Scan the material that follows for lines with "unopened". Answer with how many there are, nothing else.

• _Provided records_
[Start of section]

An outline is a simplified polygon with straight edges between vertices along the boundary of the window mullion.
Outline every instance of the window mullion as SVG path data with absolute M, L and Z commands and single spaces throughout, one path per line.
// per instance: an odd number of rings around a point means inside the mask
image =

[End of section]
[Start of section]

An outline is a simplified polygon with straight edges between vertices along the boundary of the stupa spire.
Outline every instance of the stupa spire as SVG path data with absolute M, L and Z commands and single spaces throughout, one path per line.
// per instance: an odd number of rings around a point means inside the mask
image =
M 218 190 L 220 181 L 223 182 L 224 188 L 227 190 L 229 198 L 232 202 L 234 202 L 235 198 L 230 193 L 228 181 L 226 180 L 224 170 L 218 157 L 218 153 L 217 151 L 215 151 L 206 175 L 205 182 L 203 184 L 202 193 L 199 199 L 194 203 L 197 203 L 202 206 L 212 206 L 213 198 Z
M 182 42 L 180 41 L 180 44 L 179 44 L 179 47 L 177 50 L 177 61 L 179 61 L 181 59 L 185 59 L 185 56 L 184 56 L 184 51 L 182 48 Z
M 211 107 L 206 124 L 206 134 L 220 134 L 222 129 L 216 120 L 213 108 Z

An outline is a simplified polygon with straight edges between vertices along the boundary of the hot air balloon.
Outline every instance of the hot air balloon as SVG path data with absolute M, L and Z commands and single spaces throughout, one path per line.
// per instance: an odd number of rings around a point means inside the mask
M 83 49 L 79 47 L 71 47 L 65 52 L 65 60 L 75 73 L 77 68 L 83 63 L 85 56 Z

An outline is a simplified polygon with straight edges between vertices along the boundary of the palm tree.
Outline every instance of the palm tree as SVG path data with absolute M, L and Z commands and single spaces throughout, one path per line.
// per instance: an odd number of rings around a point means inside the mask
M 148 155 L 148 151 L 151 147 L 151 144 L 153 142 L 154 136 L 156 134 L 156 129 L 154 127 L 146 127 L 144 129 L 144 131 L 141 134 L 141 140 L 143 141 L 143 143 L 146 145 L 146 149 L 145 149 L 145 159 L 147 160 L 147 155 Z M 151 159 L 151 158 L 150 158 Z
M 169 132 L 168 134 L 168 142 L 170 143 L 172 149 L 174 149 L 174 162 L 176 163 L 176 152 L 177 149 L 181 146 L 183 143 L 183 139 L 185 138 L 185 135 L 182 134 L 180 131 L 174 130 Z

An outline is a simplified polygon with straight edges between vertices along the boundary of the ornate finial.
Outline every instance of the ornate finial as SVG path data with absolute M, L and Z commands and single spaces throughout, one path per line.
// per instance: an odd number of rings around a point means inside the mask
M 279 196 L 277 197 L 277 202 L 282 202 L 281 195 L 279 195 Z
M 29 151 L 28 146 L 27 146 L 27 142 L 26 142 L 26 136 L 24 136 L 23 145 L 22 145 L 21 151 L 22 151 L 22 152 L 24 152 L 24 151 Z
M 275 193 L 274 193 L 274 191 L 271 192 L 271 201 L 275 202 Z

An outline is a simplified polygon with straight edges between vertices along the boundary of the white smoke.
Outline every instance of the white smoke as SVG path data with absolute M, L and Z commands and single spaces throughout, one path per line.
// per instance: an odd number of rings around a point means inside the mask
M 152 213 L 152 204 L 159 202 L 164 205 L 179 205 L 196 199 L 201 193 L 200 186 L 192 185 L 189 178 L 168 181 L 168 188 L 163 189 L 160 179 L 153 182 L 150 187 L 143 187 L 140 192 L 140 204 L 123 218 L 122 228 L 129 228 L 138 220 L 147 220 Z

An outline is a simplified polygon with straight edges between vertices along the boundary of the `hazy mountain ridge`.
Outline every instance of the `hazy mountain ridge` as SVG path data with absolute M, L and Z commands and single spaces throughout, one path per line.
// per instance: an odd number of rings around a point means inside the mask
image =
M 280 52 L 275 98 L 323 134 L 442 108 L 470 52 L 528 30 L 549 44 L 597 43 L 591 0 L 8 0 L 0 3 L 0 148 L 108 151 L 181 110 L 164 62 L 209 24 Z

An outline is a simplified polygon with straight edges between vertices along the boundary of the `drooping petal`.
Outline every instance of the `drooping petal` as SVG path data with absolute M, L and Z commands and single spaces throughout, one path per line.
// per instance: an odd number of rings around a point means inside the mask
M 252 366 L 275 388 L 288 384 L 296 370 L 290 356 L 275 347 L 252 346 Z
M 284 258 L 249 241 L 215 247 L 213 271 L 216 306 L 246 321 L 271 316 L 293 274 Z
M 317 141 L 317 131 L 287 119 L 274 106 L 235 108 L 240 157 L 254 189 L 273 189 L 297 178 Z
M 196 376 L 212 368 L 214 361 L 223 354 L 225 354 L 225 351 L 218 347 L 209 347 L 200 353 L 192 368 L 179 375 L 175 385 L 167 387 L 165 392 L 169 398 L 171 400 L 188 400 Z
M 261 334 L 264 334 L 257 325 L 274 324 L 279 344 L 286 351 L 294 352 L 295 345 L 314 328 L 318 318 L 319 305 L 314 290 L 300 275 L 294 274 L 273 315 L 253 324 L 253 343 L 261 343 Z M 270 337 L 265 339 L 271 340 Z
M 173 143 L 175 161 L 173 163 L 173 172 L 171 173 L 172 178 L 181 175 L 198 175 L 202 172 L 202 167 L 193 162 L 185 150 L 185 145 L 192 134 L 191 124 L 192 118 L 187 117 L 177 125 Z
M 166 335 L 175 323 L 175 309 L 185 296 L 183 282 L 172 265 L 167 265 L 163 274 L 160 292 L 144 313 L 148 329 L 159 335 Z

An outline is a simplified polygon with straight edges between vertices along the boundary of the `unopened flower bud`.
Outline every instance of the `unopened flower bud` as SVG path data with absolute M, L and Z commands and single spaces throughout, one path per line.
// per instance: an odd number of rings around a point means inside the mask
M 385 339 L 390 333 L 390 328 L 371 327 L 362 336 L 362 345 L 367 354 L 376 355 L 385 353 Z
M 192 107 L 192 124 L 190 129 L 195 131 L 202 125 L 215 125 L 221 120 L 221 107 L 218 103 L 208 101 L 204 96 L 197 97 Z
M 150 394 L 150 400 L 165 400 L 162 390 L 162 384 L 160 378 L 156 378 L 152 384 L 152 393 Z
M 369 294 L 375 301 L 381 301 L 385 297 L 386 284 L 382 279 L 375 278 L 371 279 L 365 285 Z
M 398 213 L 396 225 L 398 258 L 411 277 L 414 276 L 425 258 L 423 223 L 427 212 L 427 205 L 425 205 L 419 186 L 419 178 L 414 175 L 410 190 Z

[End of section]

• _Solution to this exercise_
2